-------- Extracted text --------
5.3.3 Energy and quality aware VM selection

After detecting the PMs with hotspots, the next stage is to pick VMs to be migrated from that PM. It is obvious that the selection of VMs with lower CPU utilization will lead to a smaller rise in energy consumption. Thus, to improve the QoS level and migration time, we should select the VMs with smaller memory for migration. Therefore, whenever any PM creates hotspot, we compute the cost of energy and QoS (EQV) for each of the VMs assigned to it. The EQV value of VM stated as follows:

$$\begin{aligned} \hbox {EQV}_\mathrm{vm} = w1 \cdot \frac{\hbox {CU}_\mathrm{vm}^\mathrm{CPU}(t)}{\hbox {Cap}_\mathrm{vm}^\mathrm{CPU}(t)} + w1 \cdot \frac{\hbox {CU}_\mathrm{vm}^\mathrm{MEM}(t)}{\hbox {Cap}_\mathrm{vm}^\mathrm{MEM}(t)} \end{aligned}$$
(34)

In comparison to a VM with a higher EQV cost, we can achieve maximum energy-efficiency and minimum performance degradation by migrating the VM with a smaller EQV cost.
-------- Extracted entries --------
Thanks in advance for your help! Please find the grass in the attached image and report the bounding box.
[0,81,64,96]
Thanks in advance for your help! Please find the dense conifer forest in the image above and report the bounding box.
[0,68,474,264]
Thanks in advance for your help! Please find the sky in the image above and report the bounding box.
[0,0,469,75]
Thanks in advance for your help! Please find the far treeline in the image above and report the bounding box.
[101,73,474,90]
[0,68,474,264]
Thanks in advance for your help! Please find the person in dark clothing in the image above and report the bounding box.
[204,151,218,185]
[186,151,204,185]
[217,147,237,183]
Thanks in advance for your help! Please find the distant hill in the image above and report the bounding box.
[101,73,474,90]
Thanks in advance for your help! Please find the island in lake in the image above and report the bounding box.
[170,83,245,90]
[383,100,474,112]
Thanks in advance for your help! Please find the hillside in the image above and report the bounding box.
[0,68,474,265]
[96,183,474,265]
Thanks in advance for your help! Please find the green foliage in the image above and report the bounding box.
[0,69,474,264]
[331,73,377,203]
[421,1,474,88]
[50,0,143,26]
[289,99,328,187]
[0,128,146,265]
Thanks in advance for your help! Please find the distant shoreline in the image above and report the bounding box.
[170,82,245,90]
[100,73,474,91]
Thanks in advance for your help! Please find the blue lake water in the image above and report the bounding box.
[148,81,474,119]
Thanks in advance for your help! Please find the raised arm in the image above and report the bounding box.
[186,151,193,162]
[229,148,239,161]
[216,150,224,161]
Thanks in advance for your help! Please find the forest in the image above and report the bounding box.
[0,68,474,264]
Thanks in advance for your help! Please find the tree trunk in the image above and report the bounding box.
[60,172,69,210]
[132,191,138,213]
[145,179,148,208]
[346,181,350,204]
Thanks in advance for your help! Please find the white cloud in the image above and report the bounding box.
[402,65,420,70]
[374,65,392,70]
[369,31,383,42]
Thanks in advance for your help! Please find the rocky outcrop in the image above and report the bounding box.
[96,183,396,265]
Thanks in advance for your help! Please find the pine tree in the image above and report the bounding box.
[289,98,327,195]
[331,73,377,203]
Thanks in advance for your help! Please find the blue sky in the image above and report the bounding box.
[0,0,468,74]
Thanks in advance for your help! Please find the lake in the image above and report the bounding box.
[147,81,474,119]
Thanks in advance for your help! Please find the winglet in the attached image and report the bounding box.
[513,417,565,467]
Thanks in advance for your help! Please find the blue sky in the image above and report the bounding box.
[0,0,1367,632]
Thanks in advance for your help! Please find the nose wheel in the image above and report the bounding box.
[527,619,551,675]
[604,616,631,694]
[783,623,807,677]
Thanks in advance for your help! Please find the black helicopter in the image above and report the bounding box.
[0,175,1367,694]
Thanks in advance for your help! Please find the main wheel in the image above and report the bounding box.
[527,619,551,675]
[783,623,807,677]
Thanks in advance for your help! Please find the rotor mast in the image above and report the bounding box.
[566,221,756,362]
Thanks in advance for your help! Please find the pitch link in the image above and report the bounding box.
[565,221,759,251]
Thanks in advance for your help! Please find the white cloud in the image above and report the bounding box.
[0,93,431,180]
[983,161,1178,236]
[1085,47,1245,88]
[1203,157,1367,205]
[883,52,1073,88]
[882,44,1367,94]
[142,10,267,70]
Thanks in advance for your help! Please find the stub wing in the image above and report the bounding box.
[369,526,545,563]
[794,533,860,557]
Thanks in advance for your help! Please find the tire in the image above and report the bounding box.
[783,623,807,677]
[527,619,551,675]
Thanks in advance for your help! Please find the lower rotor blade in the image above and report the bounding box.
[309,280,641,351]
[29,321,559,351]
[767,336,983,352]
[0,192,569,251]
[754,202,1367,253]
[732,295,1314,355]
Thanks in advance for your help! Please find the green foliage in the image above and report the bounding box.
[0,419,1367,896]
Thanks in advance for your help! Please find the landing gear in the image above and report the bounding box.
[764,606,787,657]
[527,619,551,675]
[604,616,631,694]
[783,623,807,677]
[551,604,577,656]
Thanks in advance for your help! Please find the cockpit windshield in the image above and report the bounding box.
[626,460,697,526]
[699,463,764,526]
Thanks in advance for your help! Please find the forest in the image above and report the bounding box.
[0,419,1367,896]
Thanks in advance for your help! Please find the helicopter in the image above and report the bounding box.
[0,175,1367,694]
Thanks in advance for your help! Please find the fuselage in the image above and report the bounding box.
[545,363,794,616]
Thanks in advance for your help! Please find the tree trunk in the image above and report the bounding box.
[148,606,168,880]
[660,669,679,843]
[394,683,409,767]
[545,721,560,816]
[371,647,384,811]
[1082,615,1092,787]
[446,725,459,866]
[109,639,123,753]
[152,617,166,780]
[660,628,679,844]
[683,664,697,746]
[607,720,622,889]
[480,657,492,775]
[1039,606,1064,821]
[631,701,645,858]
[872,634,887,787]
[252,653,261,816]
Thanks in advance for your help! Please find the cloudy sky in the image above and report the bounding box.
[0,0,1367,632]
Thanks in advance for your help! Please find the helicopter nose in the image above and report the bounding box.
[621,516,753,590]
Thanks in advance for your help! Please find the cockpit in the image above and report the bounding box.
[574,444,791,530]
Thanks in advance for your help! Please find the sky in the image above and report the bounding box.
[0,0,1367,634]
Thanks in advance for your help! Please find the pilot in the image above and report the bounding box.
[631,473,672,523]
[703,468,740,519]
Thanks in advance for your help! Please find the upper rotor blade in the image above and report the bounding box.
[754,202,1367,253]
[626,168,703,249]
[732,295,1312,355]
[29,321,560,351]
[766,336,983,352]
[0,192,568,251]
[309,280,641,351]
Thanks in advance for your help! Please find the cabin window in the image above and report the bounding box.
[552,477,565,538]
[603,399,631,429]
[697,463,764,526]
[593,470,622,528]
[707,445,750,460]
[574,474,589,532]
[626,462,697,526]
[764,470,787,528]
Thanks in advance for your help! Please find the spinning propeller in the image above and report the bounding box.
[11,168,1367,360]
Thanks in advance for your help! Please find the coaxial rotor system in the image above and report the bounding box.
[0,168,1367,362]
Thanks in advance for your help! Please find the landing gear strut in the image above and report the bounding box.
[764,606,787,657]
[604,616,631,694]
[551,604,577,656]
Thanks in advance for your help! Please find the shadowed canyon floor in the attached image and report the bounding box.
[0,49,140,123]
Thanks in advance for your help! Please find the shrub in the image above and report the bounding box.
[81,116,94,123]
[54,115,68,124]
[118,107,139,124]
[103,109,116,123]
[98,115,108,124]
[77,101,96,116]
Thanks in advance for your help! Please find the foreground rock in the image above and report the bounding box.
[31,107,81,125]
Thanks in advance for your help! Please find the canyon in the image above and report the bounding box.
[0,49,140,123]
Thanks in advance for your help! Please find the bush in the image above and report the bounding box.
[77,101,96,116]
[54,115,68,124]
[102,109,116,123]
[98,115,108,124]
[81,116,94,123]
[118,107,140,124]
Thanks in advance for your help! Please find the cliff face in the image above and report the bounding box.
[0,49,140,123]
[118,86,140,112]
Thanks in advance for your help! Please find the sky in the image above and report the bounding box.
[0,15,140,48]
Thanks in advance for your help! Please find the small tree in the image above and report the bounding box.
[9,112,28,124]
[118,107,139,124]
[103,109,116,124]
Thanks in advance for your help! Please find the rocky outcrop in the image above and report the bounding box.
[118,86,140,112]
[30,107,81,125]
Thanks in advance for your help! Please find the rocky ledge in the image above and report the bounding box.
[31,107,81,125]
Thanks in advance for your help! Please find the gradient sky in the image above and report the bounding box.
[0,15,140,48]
--------
-------- Extracted entries --------
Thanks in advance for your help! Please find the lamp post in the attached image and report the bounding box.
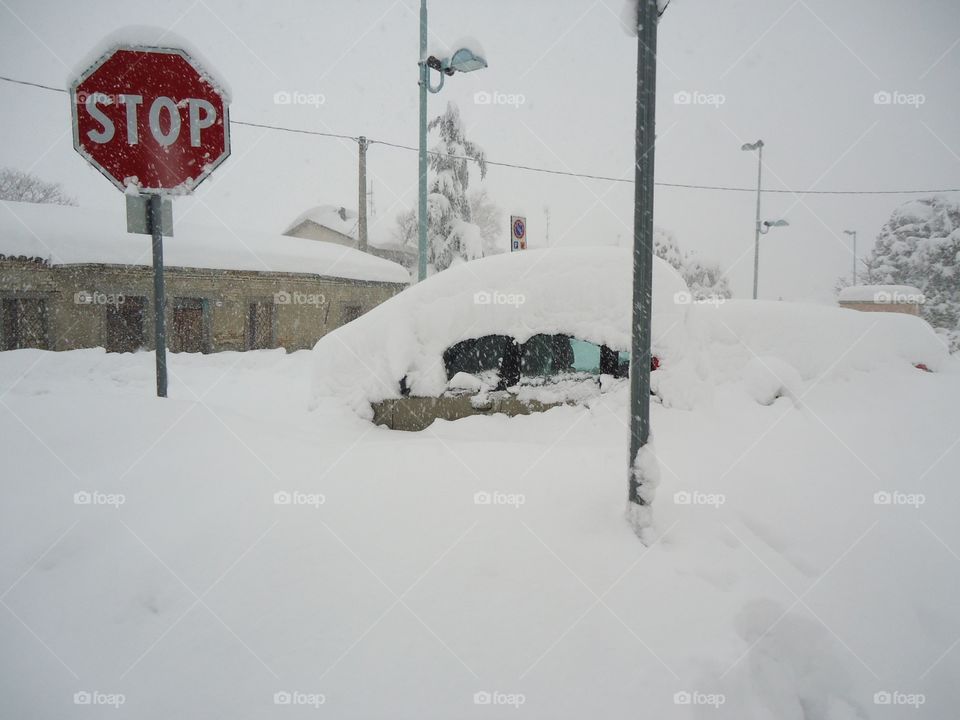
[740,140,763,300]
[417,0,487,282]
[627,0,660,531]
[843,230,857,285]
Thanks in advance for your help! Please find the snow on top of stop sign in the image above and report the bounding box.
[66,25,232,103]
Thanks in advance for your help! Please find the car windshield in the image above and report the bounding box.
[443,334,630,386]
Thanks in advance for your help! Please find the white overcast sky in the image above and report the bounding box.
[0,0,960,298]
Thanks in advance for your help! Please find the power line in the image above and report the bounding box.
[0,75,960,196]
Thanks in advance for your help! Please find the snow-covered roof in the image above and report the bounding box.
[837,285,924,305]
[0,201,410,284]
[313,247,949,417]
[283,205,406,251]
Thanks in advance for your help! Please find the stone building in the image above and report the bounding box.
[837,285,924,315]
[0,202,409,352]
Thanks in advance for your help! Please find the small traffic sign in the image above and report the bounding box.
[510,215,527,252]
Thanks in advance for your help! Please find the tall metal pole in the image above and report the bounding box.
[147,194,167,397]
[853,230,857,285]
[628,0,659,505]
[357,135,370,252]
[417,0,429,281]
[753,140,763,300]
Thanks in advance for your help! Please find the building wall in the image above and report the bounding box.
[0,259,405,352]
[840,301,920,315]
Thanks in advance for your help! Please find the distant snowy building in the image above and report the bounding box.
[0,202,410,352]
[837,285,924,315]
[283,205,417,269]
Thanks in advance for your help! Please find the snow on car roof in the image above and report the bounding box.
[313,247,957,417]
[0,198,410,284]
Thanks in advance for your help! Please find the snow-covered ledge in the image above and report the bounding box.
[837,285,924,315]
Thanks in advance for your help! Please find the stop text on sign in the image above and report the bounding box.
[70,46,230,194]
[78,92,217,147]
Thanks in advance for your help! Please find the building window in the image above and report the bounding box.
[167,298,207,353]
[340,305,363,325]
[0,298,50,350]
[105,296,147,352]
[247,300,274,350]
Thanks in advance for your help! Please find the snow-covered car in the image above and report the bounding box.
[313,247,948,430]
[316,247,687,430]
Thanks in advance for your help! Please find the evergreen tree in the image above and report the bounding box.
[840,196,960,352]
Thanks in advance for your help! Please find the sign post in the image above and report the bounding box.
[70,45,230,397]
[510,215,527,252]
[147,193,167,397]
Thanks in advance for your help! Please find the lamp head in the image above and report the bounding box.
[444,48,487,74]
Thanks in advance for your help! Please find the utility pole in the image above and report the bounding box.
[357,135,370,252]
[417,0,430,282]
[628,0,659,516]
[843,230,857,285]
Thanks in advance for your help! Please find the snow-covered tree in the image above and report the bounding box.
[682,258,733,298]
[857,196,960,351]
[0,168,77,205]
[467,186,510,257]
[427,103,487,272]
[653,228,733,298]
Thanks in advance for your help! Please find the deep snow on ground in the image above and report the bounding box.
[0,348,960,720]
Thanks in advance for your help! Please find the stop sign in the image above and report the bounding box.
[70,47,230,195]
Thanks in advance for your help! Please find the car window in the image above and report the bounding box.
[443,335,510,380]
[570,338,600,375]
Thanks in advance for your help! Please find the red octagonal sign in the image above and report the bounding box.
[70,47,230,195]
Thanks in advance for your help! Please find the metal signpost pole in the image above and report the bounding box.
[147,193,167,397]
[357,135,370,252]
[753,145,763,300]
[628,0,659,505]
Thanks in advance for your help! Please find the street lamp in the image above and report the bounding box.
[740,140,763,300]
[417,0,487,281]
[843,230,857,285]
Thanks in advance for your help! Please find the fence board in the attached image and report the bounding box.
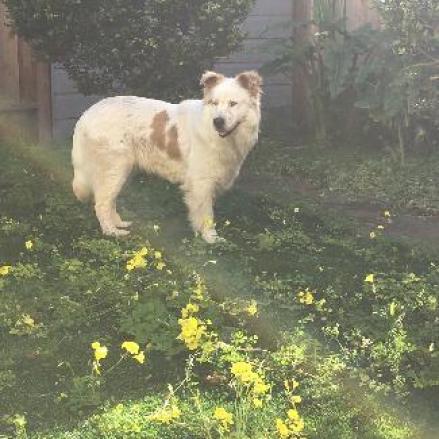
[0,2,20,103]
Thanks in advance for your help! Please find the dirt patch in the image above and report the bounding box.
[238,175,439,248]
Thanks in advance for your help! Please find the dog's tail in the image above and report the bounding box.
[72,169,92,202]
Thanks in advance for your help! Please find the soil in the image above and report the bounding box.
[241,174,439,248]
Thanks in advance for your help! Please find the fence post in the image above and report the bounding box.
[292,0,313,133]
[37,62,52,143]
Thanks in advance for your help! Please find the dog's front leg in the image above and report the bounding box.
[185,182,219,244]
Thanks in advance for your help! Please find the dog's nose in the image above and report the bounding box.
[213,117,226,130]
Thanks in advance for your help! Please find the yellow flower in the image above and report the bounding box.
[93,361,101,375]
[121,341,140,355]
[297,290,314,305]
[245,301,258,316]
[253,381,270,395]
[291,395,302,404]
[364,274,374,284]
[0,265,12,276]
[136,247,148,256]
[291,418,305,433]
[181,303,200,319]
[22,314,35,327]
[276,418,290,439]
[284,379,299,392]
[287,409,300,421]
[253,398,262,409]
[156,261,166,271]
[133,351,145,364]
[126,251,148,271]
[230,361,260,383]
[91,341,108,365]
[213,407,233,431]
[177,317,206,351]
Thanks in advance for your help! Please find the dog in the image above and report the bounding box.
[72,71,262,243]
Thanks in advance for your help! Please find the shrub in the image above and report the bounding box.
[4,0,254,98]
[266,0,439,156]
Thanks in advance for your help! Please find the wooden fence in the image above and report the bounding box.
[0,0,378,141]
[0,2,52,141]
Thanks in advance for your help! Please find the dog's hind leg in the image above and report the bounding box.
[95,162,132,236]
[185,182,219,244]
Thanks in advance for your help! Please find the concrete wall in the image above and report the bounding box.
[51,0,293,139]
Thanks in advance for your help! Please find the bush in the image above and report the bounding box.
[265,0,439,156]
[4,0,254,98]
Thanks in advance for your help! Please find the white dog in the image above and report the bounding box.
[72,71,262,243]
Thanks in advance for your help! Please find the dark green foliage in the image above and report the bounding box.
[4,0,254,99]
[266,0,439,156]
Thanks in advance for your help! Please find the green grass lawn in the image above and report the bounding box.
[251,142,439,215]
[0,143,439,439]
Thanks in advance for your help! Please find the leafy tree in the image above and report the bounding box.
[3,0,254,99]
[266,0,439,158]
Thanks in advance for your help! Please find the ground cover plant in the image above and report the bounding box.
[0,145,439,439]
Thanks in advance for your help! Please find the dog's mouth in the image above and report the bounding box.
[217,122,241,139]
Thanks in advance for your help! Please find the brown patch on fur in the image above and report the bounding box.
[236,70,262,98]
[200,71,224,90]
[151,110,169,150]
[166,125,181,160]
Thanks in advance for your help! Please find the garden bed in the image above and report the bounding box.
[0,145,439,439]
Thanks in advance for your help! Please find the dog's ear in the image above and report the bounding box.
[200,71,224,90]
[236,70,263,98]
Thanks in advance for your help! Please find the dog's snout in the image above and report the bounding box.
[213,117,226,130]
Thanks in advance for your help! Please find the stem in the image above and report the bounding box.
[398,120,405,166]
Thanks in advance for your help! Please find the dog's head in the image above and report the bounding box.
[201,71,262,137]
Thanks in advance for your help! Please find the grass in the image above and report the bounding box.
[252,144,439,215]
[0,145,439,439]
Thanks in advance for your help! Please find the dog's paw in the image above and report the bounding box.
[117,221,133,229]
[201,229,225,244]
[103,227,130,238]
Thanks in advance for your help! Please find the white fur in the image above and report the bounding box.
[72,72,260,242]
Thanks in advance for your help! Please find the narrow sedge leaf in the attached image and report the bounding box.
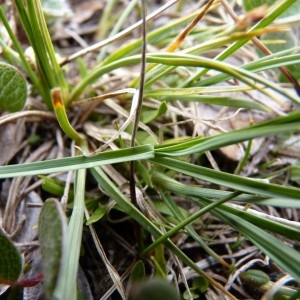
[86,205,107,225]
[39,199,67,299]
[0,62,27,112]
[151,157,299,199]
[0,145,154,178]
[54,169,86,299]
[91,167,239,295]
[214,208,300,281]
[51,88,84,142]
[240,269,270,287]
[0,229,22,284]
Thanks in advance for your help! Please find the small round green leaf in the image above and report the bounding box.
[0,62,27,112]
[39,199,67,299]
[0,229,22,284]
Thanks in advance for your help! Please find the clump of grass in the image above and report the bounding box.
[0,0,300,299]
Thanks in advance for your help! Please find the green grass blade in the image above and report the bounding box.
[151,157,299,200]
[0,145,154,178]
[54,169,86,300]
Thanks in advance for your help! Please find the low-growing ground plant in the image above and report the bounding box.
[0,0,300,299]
--------
-------- Extracted entries --------
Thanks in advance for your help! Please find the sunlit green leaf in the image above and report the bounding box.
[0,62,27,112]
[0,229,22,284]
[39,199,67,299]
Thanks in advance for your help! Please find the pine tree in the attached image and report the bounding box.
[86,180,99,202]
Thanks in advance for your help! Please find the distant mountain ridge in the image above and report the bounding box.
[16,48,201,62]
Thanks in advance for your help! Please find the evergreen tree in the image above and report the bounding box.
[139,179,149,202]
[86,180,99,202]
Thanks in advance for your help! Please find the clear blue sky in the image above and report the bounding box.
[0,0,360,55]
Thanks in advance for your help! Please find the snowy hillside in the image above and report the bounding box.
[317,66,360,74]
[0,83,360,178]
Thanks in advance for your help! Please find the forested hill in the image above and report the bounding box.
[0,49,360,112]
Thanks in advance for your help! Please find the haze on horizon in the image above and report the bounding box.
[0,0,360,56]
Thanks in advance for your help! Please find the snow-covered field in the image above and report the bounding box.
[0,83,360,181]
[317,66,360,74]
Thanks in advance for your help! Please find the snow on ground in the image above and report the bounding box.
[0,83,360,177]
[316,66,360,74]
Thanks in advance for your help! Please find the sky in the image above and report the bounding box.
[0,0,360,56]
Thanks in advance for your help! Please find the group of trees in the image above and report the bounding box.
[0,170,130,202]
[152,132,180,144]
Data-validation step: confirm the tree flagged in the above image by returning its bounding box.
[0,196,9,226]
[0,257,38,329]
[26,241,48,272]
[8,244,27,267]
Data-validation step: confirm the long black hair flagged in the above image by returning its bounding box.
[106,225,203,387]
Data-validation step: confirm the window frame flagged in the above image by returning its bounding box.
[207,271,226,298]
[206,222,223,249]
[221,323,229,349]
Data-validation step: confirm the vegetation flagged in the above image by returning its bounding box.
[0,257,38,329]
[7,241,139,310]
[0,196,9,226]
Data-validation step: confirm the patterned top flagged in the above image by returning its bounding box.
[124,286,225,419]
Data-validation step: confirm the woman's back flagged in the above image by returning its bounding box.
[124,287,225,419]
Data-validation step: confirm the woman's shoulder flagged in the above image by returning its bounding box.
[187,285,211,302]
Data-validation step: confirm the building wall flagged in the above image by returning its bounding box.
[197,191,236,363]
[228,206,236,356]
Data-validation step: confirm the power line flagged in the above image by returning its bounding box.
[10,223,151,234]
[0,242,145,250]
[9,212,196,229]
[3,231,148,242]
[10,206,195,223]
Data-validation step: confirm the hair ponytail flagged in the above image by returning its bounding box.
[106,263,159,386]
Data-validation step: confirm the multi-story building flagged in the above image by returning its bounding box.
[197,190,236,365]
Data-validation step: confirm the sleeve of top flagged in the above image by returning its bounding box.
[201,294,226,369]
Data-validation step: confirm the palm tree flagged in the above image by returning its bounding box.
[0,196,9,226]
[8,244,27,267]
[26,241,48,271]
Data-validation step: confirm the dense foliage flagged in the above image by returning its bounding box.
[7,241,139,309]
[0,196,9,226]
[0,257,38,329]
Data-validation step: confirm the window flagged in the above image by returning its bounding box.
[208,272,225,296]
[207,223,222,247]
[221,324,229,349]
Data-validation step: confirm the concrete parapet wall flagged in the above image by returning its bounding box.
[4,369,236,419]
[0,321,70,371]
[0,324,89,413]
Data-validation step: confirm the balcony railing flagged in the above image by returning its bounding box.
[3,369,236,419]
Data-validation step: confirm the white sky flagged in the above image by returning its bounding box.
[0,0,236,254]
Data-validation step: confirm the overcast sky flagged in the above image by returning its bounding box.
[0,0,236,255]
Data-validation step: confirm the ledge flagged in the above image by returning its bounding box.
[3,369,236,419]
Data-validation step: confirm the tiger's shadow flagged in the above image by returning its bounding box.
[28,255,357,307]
--------
◆ **Your task**
Answer these questions using the section on energy and quality aware VM selection above.
(a) Once the PMs with hotspots have been detected, what is the next stage?
(b) To improve the QoS level and migration time, which VMs should be selected for migration?
(c) What does migrating a VM with a smaller EQV cost, rather than one with a higher EQV cost, achieve?

◆ **Solution to the problem**
(a) The next stage is to pick the VMs to be migrated from that PM.
(b) The VMs with smaller memory should be selected.
(c) It achieves maximum energy-efficiency and minimum performance degradation.